*** Passage for review Section Begins ***
Though it is legally mandated by CCPD to safeguard the rights of disabled people, they chose to close the matter and case by citing Section 7 of the RPDA and advised to reach out to the executive magistrate of the district.

Two more complaints followed against a member of parliament from Jharkhand (through Election Commission of India) and Director of AIIMS Rishikesh. But, the Government chose not to invoke the RPDA.

A week ago, a woman with a disability in a Government office in Nellore was attacked by a senior officer which was captured on CCTV. Neither the CCPD nor the State Commissioner took note of it, but the National Commission for Women took it up suo moto.

The amendment provides more ‘compounding’ powers to Commissioners but as we saw in this recent case, CCPD who happens to be Secretary of DEPD, as well as a woman herself, chose not to act. The indifference by CCPD is not for the first time. A former IAS officer having a disabled son questioned the incompetence of CCPD in a scathing article.

An RTI by me in 2018 revealed that CCPD has taken suo moto cognizance of just eight cases (none involving the above three sections). Similarly, another RTI by Advocate Akeel Usmani revealed that the National Crime Records Bureau does not maintain any data on crime against disabled persons and has no record till 2020.

Sabka Vishwas

The Director, DEPD, in a recent interview, justified amendments to the law on the pretext that some are colonial. What needs to be done in the 21st Century is to repeal 102 laws in India at the Centre/States/Panchayats levels that discriminate against people affected by leprosy.
*** Passage for review Section Ends ***
*** Record extracts Section Begins ***
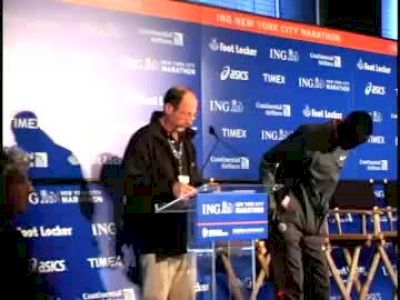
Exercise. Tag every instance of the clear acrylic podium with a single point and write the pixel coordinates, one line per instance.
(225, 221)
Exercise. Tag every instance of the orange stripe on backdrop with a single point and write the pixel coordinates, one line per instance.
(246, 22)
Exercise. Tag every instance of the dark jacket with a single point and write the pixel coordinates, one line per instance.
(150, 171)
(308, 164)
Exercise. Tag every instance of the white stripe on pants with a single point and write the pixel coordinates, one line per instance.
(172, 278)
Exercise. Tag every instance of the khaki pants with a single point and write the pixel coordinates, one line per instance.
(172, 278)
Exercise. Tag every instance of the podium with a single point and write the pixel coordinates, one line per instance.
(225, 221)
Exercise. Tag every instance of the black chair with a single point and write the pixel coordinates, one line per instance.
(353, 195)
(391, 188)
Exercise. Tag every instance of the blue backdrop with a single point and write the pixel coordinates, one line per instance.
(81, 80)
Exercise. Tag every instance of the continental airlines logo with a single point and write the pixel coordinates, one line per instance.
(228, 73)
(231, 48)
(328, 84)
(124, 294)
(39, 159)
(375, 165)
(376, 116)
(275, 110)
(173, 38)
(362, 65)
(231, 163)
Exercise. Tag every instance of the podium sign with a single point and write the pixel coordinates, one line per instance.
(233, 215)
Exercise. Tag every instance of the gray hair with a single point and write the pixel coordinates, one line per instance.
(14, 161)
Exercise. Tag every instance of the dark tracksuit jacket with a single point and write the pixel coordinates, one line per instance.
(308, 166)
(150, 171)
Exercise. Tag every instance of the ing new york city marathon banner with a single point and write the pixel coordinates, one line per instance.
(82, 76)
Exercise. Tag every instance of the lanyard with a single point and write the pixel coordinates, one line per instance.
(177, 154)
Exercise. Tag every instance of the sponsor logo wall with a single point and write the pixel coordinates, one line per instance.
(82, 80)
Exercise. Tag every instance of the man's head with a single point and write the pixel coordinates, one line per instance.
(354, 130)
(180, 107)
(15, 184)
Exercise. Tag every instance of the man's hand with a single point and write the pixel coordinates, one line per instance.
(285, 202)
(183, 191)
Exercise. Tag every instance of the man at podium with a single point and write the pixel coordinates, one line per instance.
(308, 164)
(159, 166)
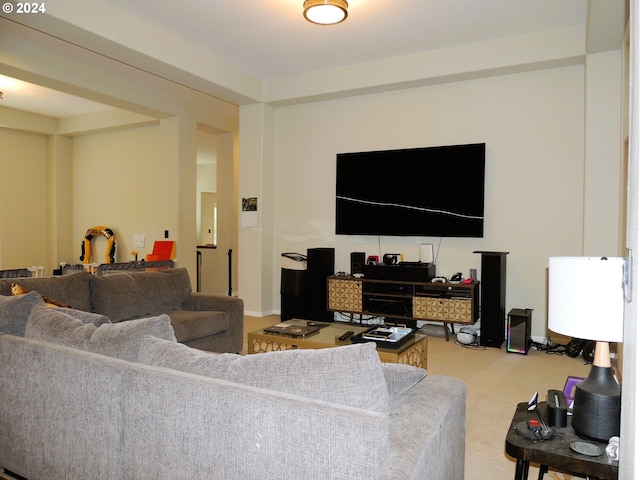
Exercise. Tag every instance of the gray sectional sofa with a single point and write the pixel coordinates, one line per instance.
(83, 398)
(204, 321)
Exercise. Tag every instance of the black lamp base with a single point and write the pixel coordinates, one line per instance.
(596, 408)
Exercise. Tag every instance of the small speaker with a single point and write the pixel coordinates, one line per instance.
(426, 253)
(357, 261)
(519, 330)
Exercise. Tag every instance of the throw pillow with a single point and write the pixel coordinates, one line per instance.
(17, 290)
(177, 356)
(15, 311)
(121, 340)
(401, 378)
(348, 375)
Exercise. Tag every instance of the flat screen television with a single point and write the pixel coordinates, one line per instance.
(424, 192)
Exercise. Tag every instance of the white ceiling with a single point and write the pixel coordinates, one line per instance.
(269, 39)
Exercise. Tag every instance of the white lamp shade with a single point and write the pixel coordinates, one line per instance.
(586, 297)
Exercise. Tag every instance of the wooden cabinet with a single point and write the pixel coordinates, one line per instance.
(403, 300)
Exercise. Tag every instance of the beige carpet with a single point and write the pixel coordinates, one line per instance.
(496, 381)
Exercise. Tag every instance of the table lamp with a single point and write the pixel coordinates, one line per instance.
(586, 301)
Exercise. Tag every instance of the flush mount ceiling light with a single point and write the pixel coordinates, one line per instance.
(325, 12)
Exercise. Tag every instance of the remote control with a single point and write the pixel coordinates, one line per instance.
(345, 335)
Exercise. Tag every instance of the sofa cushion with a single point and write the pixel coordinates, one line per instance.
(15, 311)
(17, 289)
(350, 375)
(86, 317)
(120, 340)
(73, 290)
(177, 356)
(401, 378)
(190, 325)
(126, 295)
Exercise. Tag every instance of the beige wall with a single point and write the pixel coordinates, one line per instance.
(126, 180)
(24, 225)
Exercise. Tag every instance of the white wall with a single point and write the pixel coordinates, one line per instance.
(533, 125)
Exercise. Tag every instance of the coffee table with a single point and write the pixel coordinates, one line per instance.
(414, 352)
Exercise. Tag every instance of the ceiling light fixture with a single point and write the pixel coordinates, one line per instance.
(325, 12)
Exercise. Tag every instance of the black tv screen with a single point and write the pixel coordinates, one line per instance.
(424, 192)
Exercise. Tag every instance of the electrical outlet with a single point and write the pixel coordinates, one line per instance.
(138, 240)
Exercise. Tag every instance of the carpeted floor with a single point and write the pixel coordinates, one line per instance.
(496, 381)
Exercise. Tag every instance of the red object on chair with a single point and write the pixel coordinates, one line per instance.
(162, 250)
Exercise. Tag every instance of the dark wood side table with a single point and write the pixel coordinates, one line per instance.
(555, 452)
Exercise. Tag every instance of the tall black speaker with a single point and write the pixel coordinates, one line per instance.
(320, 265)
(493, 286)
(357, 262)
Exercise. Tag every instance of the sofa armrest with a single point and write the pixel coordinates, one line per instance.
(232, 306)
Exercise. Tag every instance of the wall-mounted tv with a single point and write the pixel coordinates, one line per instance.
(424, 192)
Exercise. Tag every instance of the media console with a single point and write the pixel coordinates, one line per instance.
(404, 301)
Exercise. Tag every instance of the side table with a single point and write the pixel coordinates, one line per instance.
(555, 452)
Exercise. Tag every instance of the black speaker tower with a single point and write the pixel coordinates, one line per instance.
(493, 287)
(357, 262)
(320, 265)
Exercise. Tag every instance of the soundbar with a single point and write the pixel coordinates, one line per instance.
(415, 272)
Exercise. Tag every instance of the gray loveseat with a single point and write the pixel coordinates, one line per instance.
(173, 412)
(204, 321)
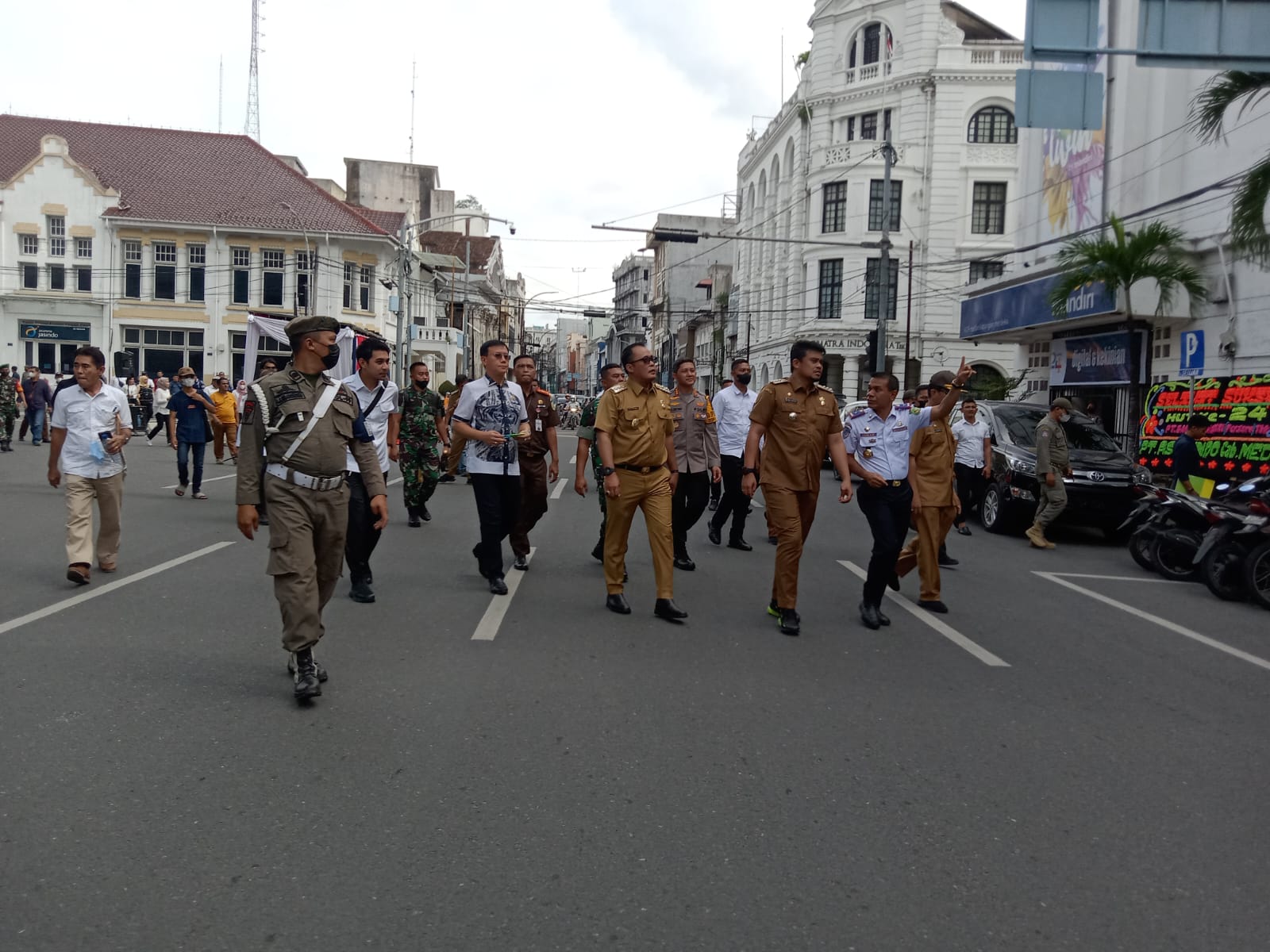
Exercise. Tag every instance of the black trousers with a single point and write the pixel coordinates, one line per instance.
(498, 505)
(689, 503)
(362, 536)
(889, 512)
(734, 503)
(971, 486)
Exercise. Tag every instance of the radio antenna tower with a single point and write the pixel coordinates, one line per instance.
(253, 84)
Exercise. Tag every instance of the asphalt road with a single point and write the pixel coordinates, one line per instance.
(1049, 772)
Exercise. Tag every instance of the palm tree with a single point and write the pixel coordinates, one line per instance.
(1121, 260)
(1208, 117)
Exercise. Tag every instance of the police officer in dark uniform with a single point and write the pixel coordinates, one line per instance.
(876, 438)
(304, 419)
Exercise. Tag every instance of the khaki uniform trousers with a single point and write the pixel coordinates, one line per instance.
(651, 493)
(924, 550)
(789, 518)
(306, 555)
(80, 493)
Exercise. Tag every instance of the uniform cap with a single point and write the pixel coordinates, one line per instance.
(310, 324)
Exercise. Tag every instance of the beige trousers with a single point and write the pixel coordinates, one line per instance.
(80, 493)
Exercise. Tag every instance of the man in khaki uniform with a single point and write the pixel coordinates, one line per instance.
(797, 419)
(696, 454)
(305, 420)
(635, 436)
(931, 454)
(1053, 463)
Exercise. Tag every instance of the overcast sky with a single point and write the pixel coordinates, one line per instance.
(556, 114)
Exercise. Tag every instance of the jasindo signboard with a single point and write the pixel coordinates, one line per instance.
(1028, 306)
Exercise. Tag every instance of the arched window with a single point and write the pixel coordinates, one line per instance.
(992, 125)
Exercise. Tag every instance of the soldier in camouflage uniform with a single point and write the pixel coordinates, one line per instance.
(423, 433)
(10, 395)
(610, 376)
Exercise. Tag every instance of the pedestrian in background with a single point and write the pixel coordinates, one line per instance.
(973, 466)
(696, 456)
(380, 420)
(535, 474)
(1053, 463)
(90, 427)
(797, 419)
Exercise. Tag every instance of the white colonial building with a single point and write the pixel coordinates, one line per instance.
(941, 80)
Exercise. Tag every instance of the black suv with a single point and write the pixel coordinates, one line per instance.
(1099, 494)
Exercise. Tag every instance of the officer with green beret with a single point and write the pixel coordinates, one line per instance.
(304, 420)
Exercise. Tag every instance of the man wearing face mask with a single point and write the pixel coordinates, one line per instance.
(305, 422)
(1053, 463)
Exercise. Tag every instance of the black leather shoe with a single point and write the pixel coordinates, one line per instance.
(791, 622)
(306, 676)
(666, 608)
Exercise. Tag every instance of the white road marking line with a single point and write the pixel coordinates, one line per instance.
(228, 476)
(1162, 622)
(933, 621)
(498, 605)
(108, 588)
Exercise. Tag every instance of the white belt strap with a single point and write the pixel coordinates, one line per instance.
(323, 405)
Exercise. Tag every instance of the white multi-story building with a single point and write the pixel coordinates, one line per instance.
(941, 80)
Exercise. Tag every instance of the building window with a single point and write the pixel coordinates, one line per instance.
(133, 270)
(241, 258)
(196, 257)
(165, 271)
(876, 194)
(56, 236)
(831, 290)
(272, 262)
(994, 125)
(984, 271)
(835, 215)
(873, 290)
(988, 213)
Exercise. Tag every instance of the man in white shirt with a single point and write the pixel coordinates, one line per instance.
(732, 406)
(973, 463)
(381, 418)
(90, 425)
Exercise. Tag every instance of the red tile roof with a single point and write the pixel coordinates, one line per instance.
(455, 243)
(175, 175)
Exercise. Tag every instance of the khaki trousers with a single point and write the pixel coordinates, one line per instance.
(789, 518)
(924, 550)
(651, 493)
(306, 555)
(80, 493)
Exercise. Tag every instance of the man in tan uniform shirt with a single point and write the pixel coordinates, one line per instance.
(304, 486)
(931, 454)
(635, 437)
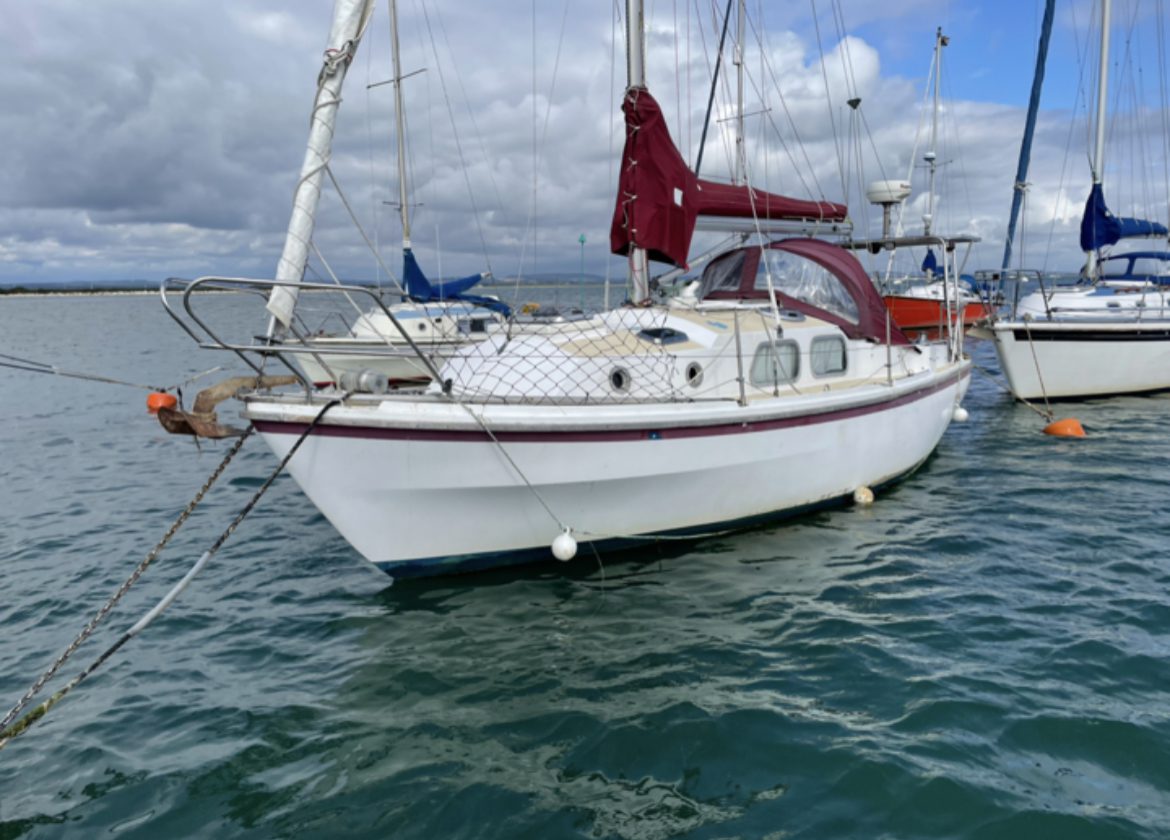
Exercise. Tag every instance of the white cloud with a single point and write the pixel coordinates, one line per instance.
*** Record extracts Section Ends ***
Exercise set.
**A.** Rewrite the paragraph of the passage on disability rights that begins "The amendment provides more ‘compounding’ powers" in a shorter form, keeping its main facts.
**B.** Transcribe part of the passage on disability rights, beginning at the words "Two more complaints" and stopping after "up suo moto.".
Rely only on the text itself, not on the listing.

Solutions to the exercise.
**A.** The amendment gives Commissioners more compounding powers, yet in the recent case the CCPD, who is Secretary of DEPD and a woman herself, did not act. This indifference is not new: a former IAS officer with a disabled son criticized the CCPD's incompetence in a scathing article.

**B.**
Two more complaints followed against a member of parliament from Jharkhand (through Election Commission of India) and Director of AIIMS Rishikesh. But, the Government chose not to invoke the RPDA.

A week ago, a woman with a disability in a Government office in Nellore was attacked by a senior officer which was captured on CCTV. Neither the CCPD nor the State Commissioner took note of it, but the National Commission for Women took it up suo moto.